--- BEGIN RECORD SET ---

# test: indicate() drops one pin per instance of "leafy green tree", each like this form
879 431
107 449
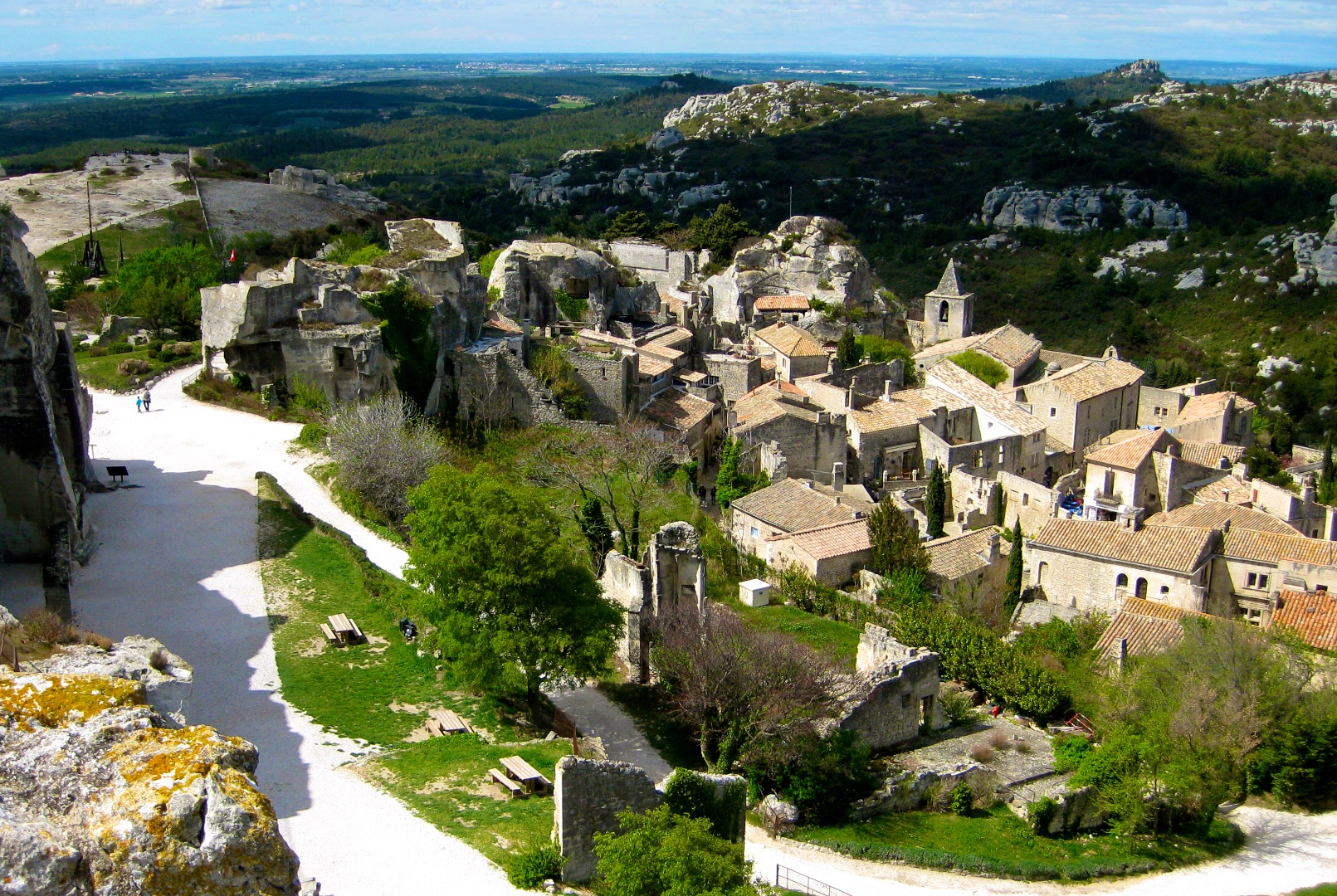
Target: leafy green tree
934 502
407 334
628 225
847 349
893 541
661 854
1013 585
598 533
510 598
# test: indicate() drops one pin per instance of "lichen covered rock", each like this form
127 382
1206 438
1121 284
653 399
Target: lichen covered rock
100 799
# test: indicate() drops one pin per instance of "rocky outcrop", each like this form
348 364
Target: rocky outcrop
47 415
1078 209
324 185
803 256
98 797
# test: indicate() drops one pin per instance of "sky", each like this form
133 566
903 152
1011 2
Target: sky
1293 32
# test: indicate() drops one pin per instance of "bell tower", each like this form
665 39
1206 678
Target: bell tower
949 312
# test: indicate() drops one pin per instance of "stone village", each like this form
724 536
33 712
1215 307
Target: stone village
1137 503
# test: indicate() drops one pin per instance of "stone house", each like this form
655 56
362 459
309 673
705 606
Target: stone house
670 579
1085 403
1220 416
831 554
789 506
1162 407
804 437
794 351
44 420
1010 347
1094 566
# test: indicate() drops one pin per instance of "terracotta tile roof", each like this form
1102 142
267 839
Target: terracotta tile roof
1312 616
790 341
783 304
1209 454
1268 548
1174 548
827 542
1201 407
792 507
1148 626
973 391
1130 454
678 410
905 408
1214 515
1090 378
959 555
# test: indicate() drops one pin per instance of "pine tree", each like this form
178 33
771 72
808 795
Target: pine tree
594 526
934 502
895 543
1013 586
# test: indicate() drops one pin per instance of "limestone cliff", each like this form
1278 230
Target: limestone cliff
100 797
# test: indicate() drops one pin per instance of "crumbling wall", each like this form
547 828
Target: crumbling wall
588 797
44 420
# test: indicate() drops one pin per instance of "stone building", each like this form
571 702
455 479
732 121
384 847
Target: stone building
670 579
44 421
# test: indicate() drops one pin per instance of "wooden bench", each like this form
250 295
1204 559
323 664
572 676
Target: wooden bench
525 775
516 789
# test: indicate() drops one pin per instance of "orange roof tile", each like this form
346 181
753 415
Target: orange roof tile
1310 616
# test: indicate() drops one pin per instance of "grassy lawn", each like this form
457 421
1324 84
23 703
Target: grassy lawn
102 373
309 575
185 222
998 843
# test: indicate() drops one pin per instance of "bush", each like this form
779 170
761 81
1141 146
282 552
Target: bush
962 799
534 865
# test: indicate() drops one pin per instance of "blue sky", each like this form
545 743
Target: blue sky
1293 32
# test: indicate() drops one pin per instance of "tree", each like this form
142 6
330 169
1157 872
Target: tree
510 599
598 535
1013 586
737 685
847 349
893 541
661 854
934 502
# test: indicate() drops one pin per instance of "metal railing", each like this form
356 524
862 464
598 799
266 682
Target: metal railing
793 880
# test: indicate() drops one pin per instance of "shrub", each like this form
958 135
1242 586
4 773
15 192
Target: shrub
534 865
47 627
962 799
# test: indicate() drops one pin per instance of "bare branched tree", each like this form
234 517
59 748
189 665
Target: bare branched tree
737 685
623 467
383 450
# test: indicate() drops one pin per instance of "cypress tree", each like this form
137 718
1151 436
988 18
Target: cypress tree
934 502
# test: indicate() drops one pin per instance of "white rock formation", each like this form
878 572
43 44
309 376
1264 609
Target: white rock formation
1078 209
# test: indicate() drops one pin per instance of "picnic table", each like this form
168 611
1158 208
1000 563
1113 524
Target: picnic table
341 631
520 771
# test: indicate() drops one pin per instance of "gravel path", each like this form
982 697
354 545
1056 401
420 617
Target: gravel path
178 563
622 740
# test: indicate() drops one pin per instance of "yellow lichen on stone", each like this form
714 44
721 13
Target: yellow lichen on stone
55 701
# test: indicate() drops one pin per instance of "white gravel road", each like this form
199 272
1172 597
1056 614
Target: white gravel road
178 562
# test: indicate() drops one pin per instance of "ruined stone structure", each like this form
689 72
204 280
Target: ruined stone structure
895 692
590 793
669 581
44 420
100 796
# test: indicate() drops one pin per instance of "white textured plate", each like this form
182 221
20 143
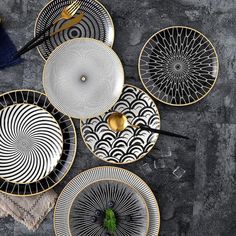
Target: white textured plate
83 78
30 143
67 196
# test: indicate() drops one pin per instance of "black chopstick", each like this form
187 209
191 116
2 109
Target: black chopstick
144 127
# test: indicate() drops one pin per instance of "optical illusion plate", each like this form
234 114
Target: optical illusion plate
83 78
129 145
178 66
86 178
51 173
87 211
30 143
96 23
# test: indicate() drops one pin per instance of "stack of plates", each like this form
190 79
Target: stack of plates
80 207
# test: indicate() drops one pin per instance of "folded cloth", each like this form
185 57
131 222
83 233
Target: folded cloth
7 50
30 211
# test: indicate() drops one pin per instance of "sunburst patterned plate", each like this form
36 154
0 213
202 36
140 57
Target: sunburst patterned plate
41 143
132 144
86 178
30 143
178 66
88 210
96 23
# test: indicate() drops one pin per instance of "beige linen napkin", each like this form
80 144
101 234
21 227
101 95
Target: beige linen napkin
30 211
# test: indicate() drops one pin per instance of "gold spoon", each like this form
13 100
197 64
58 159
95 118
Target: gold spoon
119 122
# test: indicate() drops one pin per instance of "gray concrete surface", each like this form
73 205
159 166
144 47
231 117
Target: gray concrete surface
202 202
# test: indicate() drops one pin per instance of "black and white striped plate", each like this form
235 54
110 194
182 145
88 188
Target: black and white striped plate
38 141
87 211
30 143
96 23
83 180
131 144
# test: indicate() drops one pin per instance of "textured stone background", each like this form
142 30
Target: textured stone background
202 203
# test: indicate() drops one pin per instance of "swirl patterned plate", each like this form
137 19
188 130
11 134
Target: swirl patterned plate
96 23
131 144
62 212
178 66
30 143
87 213
83 78
37 143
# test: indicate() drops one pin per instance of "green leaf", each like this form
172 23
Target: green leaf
110 221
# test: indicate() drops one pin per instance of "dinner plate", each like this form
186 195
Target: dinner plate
36 125
83 78
131 144
83 180
96 23
31 143
91 206
178 66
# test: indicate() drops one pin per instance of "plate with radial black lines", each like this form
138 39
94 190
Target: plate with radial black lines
37 143
96 23
88 210
178 66
102 185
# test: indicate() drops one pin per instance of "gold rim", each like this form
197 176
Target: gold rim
75 148
117 168
58 126
170 104
144 155
98 2
101 180
81 39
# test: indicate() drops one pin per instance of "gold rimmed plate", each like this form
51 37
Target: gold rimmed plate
178 66
31 143
131 144
96 23
83 78
41 143
86 178
88 210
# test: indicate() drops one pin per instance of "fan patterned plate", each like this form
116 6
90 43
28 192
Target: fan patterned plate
131 144
87 212
96 23
30 143
76 185
31 185
178 66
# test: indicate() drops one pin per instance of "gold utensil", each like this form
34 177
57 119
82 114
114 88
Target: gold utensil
72 22
69 11
66 14
118 122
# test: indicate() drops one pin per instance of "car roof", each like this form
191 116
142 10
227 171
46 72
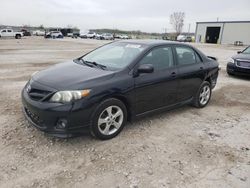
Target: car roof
150 43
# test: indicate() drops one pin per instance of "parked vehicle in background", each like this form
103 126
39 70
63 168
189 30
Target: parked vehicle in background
107 36
5 33
83 35
54 34
70 34
124 37
120 81
25 32
98 36
91 35
38 33
240 63
183 38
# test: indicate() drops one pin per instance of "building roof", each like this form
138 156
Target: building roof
224 22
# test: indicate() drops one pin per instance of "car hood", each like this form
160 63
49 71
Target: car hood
242 56
70 75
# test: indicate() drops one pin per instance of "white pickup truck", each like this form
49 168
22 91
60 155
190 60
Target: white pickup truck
10 33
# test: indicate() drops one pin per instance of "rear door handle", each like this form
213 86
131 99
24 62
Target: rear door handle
173 74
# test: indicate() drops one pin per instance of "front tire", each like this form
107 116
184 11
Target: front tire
203 95
109 119
18 36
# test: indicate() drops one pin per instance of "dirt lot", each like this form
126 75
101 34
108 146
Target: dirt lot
187 147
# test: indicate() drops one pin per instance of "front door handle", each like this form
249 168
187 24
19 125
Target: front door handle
173 74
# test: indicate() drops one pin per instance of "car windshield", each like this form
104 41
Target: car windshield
246 51
114 56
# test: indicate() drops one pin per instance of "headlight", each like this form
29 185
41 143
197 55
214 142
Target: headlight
68 96
231 60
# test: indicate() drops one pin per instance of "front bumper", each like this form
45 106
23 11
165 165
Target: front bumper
45 116
233 69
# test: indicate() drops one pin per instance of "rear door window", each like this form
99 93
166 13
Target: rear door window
161 58
187 56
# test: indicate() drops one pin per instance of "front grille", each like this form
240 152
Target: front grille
38 95
34 118
243 63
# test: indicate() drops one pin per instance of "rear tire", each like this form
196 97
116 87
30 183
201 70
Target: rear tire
109 119
203 95
18 36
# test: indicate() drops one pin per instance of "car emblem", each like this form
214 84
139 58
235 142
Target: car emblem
28 88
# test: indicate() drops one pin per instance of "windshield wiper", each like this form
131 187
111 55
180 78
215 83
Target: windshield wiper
92 63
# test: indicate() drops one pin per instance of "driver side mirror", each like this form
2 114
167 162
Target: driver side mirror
145 68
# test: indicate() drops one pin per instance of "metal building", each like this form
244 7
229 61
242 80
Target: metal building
227 32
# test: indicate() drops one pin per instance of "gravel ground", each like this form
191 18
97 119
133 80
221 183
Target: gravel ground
186 147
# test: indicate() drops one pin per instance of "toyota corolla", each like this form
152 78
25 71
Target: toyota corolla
118 82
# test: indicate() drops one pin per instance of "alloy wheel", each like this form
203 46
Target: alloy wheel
205 95
110 120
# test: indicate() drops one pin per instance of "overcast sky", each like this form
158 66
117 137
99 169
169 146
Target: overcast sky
144 15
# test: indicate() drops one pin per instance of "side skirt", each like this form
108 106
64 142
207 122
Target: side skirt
162 109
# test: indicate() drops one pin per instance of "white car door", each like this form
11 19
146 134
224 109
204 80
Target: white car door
4 33
9 33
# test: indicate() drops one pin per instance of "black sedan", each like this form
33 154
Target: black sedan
120 81
240 63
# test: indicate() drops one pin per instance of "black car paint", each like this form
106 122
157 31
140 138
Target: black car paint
141 94
233 69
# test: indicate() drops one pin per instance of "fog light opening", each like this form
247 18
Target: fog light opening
62 124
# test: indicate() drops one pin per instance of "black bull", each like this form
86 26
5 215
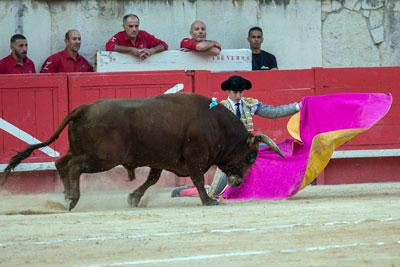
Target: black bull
176 132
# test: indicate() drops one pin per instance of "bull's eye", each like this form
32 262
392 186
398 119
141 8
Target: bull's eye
251 157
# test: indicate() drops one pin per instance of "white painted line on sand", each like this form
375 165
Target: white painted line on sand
237 254
183 233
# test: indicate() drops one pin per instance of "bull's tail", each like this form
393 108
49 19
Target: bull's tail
14 161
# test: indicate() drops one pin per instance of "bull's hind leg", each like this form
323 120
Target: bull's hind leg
62 168
131 172
78 165
152 178
198 181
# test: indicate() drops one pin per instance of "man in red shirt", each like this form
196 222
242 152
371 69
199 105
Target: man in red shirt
198 42
17 62
68 60
133 41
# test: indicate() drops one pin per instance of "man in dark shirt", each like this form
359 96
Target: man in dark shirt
68 60
261 60
17 62
133 41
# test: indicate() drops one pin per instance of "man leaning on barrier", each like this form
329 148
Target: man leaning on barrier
68 60
17 62
133 41
198 42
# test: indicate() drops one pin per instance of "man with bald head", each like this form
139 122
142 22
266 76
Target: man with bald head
133 41
68 60
198 42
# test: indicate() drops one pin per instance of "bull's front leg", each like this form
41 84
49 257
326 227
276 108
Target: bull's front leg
198 181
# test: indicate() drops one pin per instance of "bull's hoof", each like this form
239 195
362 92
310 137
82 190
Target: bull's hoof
73 204
70 203
134 199
210 202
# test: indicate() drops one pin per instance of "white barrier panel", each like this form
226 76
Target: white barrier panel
228 60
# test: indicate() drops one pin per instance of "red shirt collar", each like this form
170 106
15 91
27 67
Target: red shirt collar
66 55
13 62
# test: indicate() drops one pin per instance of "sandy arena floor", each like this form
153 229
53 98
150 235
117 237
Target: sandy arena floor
343 225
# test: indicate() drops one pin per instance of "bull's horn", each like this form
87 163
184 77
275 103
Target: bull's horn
265 139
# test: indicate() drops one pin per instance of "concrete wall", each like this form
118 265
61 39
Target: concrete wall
301 34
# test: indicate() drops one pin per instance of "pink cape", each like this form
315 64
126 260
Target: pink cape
326 122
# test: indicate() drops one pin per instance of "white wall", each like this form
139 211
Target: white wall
301 34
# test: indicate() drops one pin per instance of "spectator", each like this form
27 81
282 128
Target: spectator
198 42
68 60
261 60
133 41
17 62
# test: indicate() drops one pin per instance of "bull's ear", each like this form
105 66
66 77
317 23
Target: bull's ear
260 138
251 140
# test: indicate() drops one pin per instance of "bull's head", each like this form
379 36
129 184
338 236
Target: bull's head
238 168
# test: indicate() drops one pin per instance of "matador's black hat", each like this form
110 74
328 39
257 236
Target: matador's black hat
236 83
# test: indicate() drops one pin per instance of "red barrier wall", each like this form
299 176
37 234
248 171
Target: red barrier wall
88 87
35 104
38 103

--- END RECORD SET ---

- **OBJECTIVE**: Count the lines in the items above that contain the string "headlight", treating case as significant. Give only the number.

- **RESULT OF THIS EXERCISE**: 2